#### SHORT TASK
State how many lines of the material below contain the string "Which", with case taken into account. Give only the number.

#### ROWS
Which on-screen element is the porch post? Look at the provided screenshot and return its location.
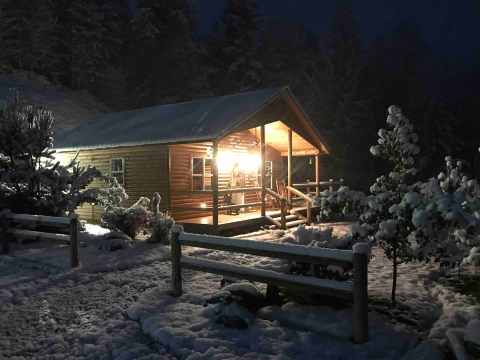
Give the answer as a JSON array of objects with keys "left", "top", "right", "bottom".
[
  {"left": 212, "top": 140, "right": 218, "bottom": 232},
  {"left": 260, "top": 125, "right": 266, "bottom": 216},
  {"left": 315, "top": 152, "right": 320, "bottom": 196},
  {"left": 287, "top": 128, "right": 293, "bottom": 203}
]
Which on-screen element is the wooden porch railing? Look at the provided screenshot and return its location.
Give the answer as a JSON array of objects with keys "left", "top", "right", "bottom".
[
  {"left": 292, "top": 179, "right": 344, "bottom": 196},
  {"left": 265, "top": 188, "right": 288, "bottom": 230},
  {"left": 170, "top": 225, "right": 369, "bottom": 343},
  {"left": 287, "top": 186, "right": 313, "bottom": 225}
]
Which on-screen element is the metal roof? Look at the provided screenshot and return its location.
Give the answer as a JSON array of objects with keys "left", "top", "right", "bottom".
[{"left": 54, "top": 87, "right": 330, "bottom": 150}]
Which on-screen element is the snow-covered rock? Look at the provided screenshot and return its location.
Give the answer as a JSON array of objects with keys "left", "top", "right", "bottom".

#### WRITTEN ANSWER
4